From the records below, copy out each line that contains the string "patterned". Uppercase and lowercase letters must match.

--- Start of Excerpted data ---

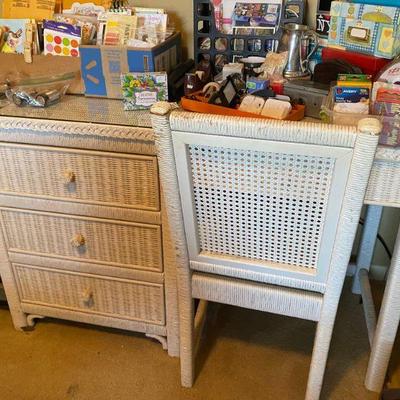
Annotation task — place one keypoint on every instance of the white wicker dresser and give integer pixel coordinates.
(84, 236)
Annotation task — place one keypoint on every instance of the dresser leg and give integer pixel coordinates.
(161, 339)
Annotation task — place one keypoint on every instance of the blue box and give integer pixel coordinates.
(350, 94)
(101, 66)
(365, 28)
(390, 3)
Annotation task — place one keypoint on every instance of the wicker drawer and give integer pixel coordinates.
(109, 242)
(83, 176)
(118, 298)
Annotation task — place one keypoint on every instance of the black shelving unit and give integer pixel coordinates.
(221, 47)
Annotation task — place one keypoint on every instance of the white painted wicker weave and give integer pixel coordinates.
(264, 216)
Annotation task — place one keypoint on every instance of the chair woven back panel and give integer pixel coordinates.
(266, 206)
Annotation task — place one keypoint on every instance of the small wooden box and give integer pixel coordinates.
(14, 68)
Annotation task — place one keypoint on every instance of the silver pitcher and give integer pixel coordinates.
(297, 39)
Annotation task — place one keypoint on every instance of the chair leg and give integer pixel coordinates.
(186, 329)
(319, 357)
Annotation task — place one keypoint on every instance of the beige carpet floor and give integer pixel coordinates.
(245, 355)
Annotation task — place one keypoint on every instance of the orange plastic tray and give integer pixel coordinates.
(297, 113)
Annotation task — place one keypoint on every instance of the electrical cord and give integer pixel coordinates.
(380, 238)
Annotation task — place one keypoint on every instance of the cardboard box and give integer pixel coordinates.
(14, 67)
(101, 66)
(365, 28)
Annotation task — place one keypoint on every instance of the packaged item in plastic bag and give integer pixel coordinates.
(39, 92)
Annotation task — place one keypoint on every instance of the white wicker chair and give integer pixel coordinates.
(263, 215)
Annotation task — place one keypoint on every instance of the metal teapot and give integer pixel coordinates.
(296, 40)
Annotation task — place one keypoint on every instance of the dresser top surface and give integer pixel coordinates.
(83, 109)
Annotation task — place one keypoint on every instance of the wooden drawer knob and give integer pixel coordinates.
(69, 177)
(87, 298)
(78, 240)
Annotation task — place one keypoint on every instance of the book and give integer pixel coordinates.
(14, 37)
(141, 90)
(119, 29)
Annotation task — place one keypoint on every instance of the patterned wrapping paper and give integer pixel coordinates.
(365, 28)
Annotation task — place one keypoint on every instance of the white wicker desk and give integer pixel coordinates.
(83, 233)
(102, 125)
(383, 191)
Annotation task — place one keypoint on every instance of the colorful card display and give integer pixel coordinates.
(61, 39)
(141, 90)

--- End of Excerpted data ---
--- Start of Excerpted data ---

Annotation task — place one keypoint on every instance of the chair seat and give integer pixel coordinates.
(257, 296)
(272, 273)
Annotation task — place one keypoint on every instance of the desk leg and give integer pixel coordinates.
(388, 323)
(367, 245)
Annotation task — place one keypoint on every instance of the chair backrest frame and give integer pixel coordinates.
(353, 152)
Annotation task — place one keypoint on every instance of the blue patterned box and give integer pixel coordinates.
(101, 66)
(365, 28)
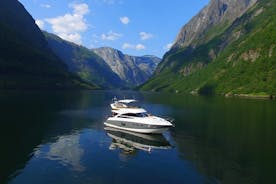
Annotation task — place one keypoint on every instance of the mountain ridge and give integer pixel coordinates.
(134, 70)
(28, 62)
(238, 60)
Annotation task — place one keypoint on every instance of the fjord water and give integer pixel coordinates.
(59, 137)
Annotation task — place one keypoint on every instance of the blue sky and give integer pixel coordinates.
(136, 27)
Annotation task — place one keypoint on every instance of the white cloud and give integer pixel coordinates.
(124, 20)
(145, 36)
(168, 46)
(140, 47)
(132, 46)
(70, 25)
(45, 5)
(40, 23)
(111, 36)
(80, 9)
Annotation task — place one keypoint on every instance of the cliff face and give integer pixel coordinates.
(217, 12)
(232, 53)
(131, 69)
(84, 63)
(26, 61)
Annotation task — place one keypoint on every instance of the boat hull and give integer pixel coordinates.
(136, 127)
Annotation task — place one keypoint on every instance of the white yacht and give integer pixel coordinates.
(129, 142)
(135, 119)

--- End of Excerpted data ---
--- Start of Excerpted data ---

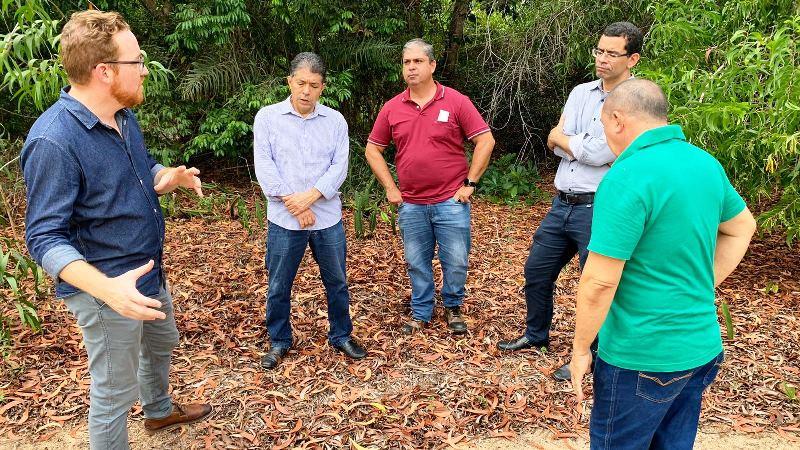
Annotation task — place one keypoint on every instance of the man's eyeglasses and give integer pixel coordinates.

--- End of Excerpted data ---

◆ **Full output**:
Annotation task — place one keypoint on every instance of the patterned wrapping paper and give integer pixel coordinates.
Annotation task — place one keypoint on every instance of the blue patterned box and give integer pixel coordinates.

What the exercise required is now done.